| REQUIRED WORK |
Give again, character for character, the lines that lie between the first line of the material and the line with "Return the polygon of every instance of the woman's", inclusive. Omit pictures.

| ENTRIES PROVIDED |
▬▬▬▬▬▬▬▬▬▬

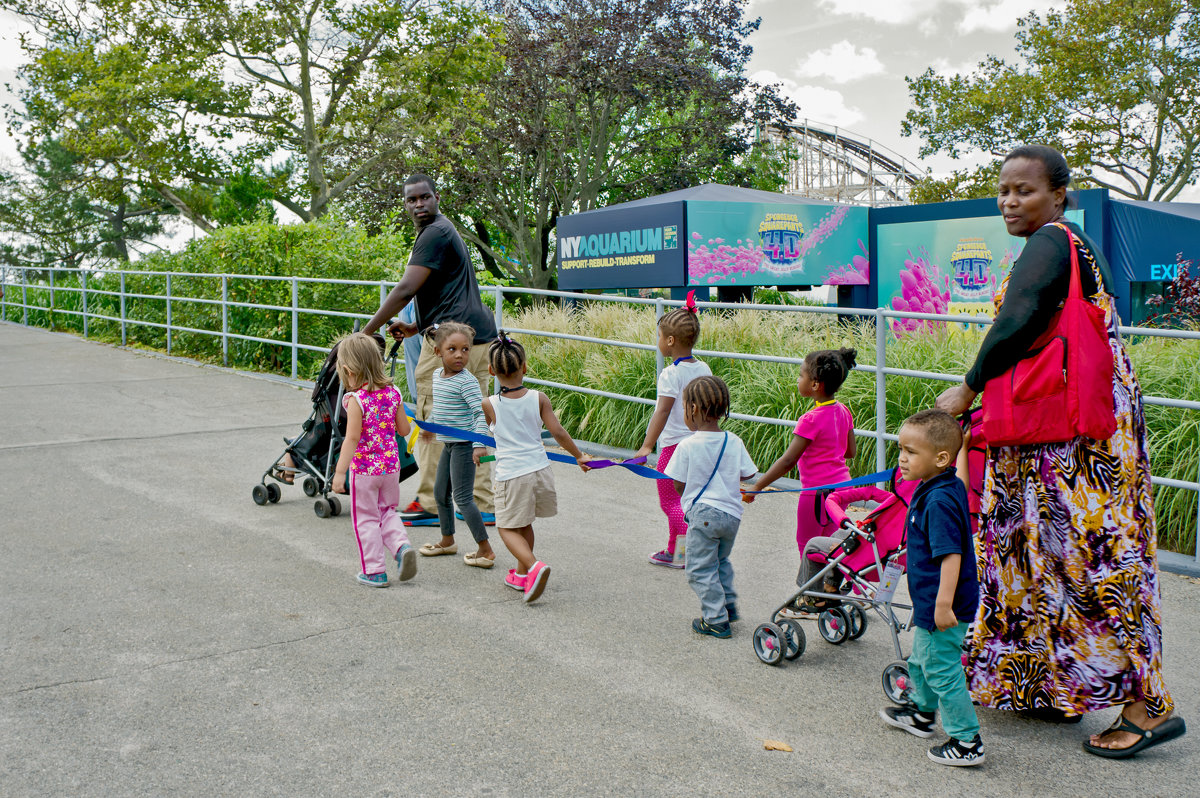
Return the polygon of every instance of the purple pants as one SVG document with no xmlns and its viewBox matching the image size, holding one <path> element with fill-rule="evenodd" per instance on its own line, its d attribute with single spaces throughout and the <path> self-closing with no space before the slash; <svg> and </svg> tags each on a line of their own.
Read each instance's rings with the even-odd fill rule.
<svg viewBox="0 0 1200 798">
<path fill-rule="evenodd" d="M 350 520 L 364 574 L 387 571 L 388 555 L 394 556 L 401 545 L 408 543 L 408 533 L 396 510 L 399 504 L 398 475 L 350 472 Z"/>
<path fill-rule="evenodd" d="M 671 444 L 663 447 L 663 450 L 658 453 L 658 470 L 665 471 L 667 463 L 671 462 L 671 455 L 675 454 L 675 447 L 679 444 Z M 679 494 L 675 492 L 675 480 L 673 479 L 656 479 L 658 483 L 658 506 L 667 516 L 667 551 L 671 554 L 675 553 L 675 539 L 680 535 L 687 534 L 687 521 L 683 520 L 683 506 L 679 503 Z"/>
</svg>

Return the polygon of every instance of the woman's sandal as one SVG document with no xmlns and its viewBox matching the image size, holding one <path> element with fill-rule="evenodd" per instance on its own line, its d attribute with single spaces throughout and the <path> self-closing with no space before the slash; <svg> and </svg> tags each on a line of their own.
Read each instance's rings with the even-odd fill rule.
<svg viewBox="0 0 1200 798">
<path fill-rule="evenodd" d="M 476 568 L 491 568 L 496 564 L 496 558 L 484 557 L 479 552 L 475 552 L 473 554 L 464 554 L 463 562 L 465 562 L 467 565 L 473 565 Z"/>
<path fill-rule="evenodd" d="M 426 543 L 421 548 L 417 549 L 426 557 L 440 557 L 443 554 L 458 554 L 458 544 L 451 543 L 449 546 L 439 546 L 436 543 Z"/>
<path fill-rule="evenodd" d="M 1109 726 L 1101 734 L 1108 734 L 1114 731 L 1136 734 L 1140 739 L 1133 745 L 1125 748 L 1103 748 L 1099 745 L 1093 745 L 1088 740 L 1084 740 L 1083 750 L 1089 754 L 1102 756 L 1105 759 L 1128 759 L 1134 754 L 1145 751 L 1147 748 L 1153 748 L 1160 743 L 1174 740 L 1176 737 L 1182 737 L 1187 731 L 1187 724 L 1183 722 L 1183 718 L 1172 715 L 1153 729 L 1143 729 L 1125 717 L 1124 714 L 1121 714 L 1117 715 L 1117 719 L 1113 721 L 1113 725 Z"/>
</svg>

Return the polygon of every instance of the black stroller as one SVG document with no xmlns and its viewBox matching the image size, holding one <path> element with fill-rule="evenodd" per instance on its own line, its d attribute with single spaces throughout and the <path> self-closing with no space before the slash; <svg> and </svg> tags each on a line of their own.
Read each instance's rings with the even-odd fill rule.
<svg viewBox="0 0 1200 798">
<path fill-rule="evenodd" d="M 355 325 L 357 326 L 357 325 Z M 382 356 L 385 344 L 383 337 L 375 336 Z M 392 373 L 396 369 L 396 350 L 390 355 Z M 333 493 L 333 475 L 337 467 L 338 453 L 346 437 L 346 414 L 342 412 L 342 381 L 337 372 L 337 346 L 329 351 L 321 370 L 317 374 L 312 390 L 312 414 L 301 425 L 295 438 L 284 438 L 287 444 L 275 461 L 263 472 L 259 484 L 254 486 L 251 497 L 258 505 L 274 504 L 283 496 L 280 485 L 294 484 L 300 480 L 304 495 L 318 497 L 313 503 L 313 512 L 318 518 L 340 515 L 342 502 Z M 416 471 L 416 462 L 407 451 L 407 443 L 400 441 L 401 471 L 403 482 Z M 283 464 L 284 456 L 290 456 L 293 466 Z M 291 476 L 291 482 L 286 477 Z M 271 482 L 268 482 L 270 478 Z M 302 478 L 302 479 L 301 479 Z"/>
</svg>

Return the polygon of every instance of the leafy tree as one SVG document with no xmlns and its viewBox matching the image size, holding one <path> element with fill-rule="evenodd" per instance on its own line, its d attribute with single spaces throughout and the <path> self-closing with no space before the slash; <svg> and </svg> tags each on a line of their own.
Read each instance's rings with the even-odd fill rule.
<svg viewBox="0 0 1200 798">
<path fill-rule="evenodd" d="M 163 230 L 172 209 L 161 198 L 88 190 L 78 156 L 49 139 L 22 151 L 24 169 L 0 173 L 0 262 L 76 268 L 96 259 L 128 261 Z"/>
<path fill-rule="evenodd" d="M 758 20 L 745 0 L 490 0 L 503 68 L 480 86 L 486 111 L 447 149 L 409 151 L 360 197 L 394 208 L 404 172 L 444 176 L 444 208 L 493 274 L 555 282 L 563 214 L 723 179 L 767 183 L 783 169 L 750 143 L 756 122 L 794 106 L 744 75 Z"/>
<path fill-rule="evenodd" d="M 44 37 L 23 41 L 15 126 L 33 140 L 61 131 L 69 150 L 206 230 L 230 210 L 214 201 L 222 189 L 319 217 L 380 160 L 469 111 L 466 87 L 494 49 L 486 18 L 452 0 L 9 7 Z"/>
<path fill-rule="evenodd" d="M 1170 200 L 1200 174 L 1200 0 L 1069 0 L 1019 22 L 1020 62 L 908 78 L 921 155 L 1057 144 L 1083 181 Z M 994 168 L 994 167 L 988 167 Z M 970 191 L 981 175 L 952 189 Z"/>
<path fill-rule="evenodd" d="M 956 169 L 949 177 L 941 180 L 931 175 L 923 177 L 913 185 L 908 198 L 916 205 L 993 198 L 996 196 L 996 183 L 999 179 L 1000 162 L 993 161 L 976 169 Z"/>
</svg>

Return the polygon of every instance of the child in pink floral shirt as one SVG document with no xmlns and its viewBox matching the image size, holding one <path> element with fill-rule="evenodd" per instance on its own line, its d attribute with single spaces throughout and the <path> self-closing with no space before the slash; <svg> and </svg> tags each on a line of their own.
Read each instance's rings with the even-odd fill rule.
<svg viewBox="0 0 1200 798">
<path fill-rule="evenodd" d="M 362 572 L 358 581 L 387 587 L 387 555 L 394 555 L 400 581 L 417 573 L 417 553 L 408 542 L 400 504 L 400 450 L 396 434 L 407 437 L 404 397 L 384 376 L 379 344 L 354 333 L 338 345 L 338 377 L 346 393 L 346 438 L 333 476 L 333 489 L 345 493 L 350 472 L 351 519 Z"/>
</svg>

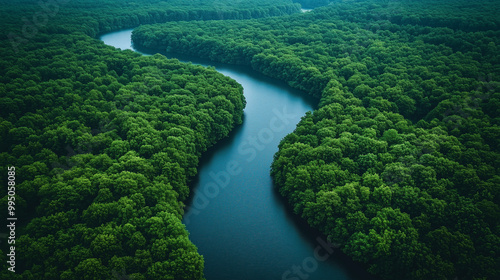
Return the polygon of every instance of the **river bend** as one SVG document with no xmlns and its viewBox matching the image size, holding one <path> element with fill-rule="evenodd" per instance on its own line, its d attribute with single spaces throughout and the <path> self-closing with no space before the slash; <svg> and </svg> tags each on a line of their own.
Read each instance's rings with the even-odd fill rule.
<svg viewBox="0 0 500 280">
<path fill-rule="evenodd" d="M 133 49 L 132 30 L 100 37 Z M 143 53 L 147 55 L 146 53 Z M 371 277 L 324 237 L 290 214 L 269 175 L 280 140 L 291 133 L 317 100 L 249 67 L 166 54 L 214 66 L 244 88 L 243 124 L 200 160 L 183 222 L 205 259 L 208 280 L 335 279 Z"/>
</svg>

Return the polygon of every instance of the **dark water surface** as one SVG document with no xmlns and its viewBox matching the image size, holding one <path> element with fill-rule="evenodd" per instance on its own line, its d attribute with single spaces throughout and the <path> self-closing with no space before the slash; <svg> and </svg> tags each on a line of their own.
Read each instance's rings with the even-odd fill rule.
<svg viewBox="0 0 500 280">
<path fill-rule="evenodd" d="M 132 49 L 131 32 L 117 31 L 100 39 Z M 194 195 L 187 203 L 184 223 L 205 258 L 206 278 L 372 279 L 291 214 L 269 175 L 279 141 L 318 101 L 249 67 L 166 55 L 214 66 L 243 86 L 247 100 L 243 124 L 203 155 Z"/>
</svg>

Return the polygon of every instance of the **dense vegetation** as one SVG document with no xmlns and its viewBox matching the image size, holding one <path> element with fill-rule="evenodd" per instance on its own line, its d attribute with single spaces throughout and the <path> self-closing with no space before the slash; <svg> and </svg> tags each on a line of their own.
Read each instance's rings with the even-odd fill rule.
<svg viewBox="0 0 500 280">
<path fill-rule="evenodd" d="M 107 279 L 123 268 L 134 279 L 202 278 L 182 201 L 201 152 L 241 122 L 241 87 L 215 70 L 117 55 L 84 36 L 35 46 L 1 87 L 1 162 L 17 169 L 18 217 L 32 218 L 16 240 L 17 270 L 36 279 Z"/>
<path fill-rule="evenodd" d="M 203 279 L 183 201 L 201 153 L 241 123 L 242 88 L 214 69 L 121 52 L 89 35 L 298 6 L 18 0 L 0 10 L 0 217 L 14 166 L 18 218 L 15 244 L 0 244 L 0 278 Z"/>
<path fill-rule="evenodd" d="M 43 33 L 84 32 L 95 36 L 139 24 L 208 19 L 249 19 L 296 13 L 298 4 L 288 0 L 140 0 L 123 2 L 118 0 L 16 0 L 3 1 L 2 24 L 13 25 L 14 34 L 26 37 L 32 28 L 23 30 L 23 25 L 34 25 Z M 44 15 L 47 15 L 45 17 Z M 46 21 L 46 19 L 48 19 Z M 9 34 L 6 32 L 5 34 Z M 29 36 L 28 36 L 29 37 Z"/>
<path fill-rule="evenodd" d="M 321 97 L 280 144 L 280 193 L 384 279 L 500 275 L 498 1 L 332 3 L 142 26 L 135 44 L 254 69 Z"/>
<path fill-rule="evenodd" d="M 203 278 L 183 201 L 201 153 L 241 122 L 242 89 L 91 38 L 179 20 L 138 28 L 135 43 L 250 65 L 321 98 L 272 174 L 345 253 L 384 279 L 499 275 L 498 1 L 296 2 L 332 3 L 243 20 L 299 7 L 2 1 L 0 166 L 16 167 L 19 222 L 17 273 L 3 242 L 0 278 Z"/>
</svg>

▬▬▬▬▬▬▬▬▬▬

| ANSWER TO THE PROBLEM |
Return the polygon of every instance of the purple pants as one SVG document with no xmlns and its viewBox matching the image size, holding one <path> element with fill-rule="evenodd" per instance on its own line, its d attribute with single spaces throughout and the <path> self-closing with no space before the slash; <svg> and </svg> tags each on a line of their own.
Read each instance's rings with the even-odd fill rule.
<svg viewBox="0 0 1200 798">
<path fill-rule="evenodd" d="M 350 520 L 364 574 L 387 571 L 388 555 L 394 556 L 401 545 L 408 543 L 408 533 L 396 510 L 399 504 L 398 475 L 350 472 Z"/>
<path fill-rule="evenodd" d="M 671 444 L 663 447 L 663 450 L 658 453 L 658 470 L 665 471 L 667 463 L 671 462 L 671 455 L 675 454 L 675 447 L 679 444 Z M 679 494 L 675 492 L 675 480 L 673 479 L 656 479 L 658 483 L 658 506 L 667 516 L 667 551 L 671 554 L 675 553 L 675 539 L 680 535 L 687 534 L 687 521 L 683 520 L 683 506 L 679 503 Z"/>
</svg>

Return the polygon of every instance of the woman's sandal as one SVG document with no xmlns and its viewBox matching the image size, holding one <path> element with fill-rule="evenodd" per instance on its own line, its d attribute with single spaces throughout and the <path> self-closing with no space before the slash; <svg> and </svg> tags each on a line of their own.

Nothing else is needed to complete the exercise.